__Что нужно сделать__.
**a)** Сократите абзац из отрывка о художниках, который начинается словами «В течение полувека я общался с художниками». Главные факты нужно сохранить.
**b)** Продолжите отрывок о художниках после последнего предложения и дальше расскажите о Руо.

__Отрывок из текста__.
--------------------
|
Гуру
Регистрация: 29.04.2008
Адрес: Париж
Сообщений: 6,211
Спасибо: 18,677
Поблагодарили 38,263 раз(а) в 5,446 сообщениях
Репутация: 29883
|
В течение полувека я общался с художниками. Некоторые были при жизни очень популярны, но оказались забыты чуть ли не в день своей смерти. Были и другие – критики их ругали, покупатели ими брезговали, но после смерти к ним пришла слава. Наконец, были и прочно забытые художники, которых внезапно «открыли» - у моды свои капризы. Наблюдать это колебание маятника справедливости (не надо забывать, что у справедливости завязаны глаза!) очень забавно, особенно по прошествии некоторого времени. Оно должно бы побудить маршанов к некоей скромности в своих суждениях.
Что касается меня, я никогда не принимал художников, с которыми общался, ни за скоморохов, ни за полубогов, оттого что были талантливы, даже гениальны. Это было не в моем характере. Я всегда считал, что художники – такие же люди как вы и я, и они достойно отблагодарили меня за такое отношение.
Я не буду перечислять всех художников, которых я знал. Ограничусь теми, которых я знал близко, даже если отношения между нами не всегда были идиллическими. Например, я не буду рассказывать ни о Рауле Дюфи, ни о Фернане Леже, ни о Дюнуайе де Сегонзаке. Я хочу рассказать о Руо, Ван Донгене, Мари Лорансен, Майоле, Дерене, Матиссе и Пикассо.
Руо, вечно мучимый сомнениями
Читать дальше...
Воллар приметил постоянного посетителя своих первых выставок, это был молодой человек небольшого роста, который внимательно рассматривал выставленные холсты, а потом разворачивался и уходил, не произнеся ни одного слова.
Однако потихоньку этот молодой человек и Воллар стали обмениваться репликами, затем они познакомились. Молчаливого юношу звали Жорж Руо.
Он роился в 1871 г., во время Коммуны, в Бельвиле (периферийный район Парижа). В соседнем доме взорвался снаряд, и его мать спустилась укрыться в подвале, где он и появился на свет – так что можно сказать, что он вошел в жизнь, как пушечный снаряд!
--------------------
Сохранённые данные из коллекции
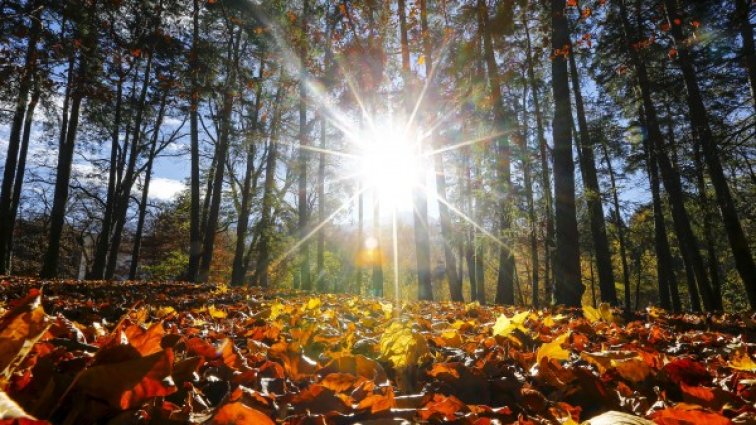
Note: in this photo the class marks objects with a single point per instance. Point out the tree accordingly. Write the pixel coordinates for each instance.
(569, 288)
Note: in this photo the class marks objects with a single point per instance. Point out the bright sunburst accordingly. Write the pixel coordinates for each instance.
(390, 165)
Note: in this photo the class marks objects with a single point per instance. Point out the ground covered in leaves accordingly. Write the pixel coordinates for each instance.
(176, 353)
--------------------
__Ответы по заданиям__.
**a)** Автор полвека общался с художниками и видел разные судьбы. Одних ценили при жизни, но забыли почти сразу после смерти. Других ругали критики и сторонились покупатели, а слава пришла к ним посмертно. Третьих давно забыли, пока их внезапно не «открыла» капризная мода. Наблюдать такие колебания маятника справедливости, у которой завязаны глаза, забавно, особенно спустя время. Это должно бы учить маршанов скромности в суждениях.

**b)**
Отец его был краснодеревщиком и работал у Плейеля (производитель фортепьяно), мать расписывала фарфор, а тетки декорировали веера – добрые феи, покровительницы искусств и ремесел склонились над его колыбелью. Руо никогда не старался преуменьшить важность этого влияния.
В четырнадцать лет, по окончании школы, он пошел в подмастерья к литейщику стекла. За десять су в неделю он присматривал за печью. Скоро он изучил технику, и ему доверили реставрацию витражей в церквях. Надо полагать, это окружение укрепило его набожность, которая определяла и его творчество и саму его жизнь.
В 1891 г. он поступил в Академию Художеств, в мастерскую Гюстава Моро, который говорил о нем: «Сразу видно, что он – мой ученик – он создает драгоценности» - таким образом маэстро делал комплимент самому себе. В это время молодой Руо с редкой творческой силой и энергией изображал сцены в борделях, они были написаны в ярких тонах, шлюхи на его холстах были похожи на марионетки.
В 1903 г. он участвовал в основании Осеннего салона, наконец, в 1910 г. в галерее Друэ была организована его первая персональная выставка. Ему было около сорока лет, и он всегда оставался одиночкой, не заботился об известности. С годами он не стал более разговорчивым.
«Он отвечает односложно – да или нет - говорил Гюстав Моро – но вкладывает в эти да и нет столько страсти, что если он будет писать, как говорит, то далеко пойдет…»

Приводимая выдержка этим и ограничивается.